Task instructions → Format every line of the data below as a JSON list of strings, one string per line, with blank lines skipped and the pictures left out.

The data →

==========

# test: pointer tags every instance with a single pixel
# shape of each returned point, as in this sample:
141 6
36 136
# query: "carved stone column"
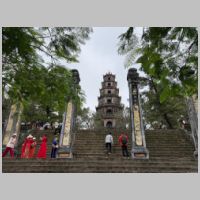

==========

Result of the task →
[
  "# test: pointer tags every instance with a single pixel",
  "# shape of each returned point, as in this sample:",
  "141 6",
  "36 136",
  "# query: \"carved stone column\""
]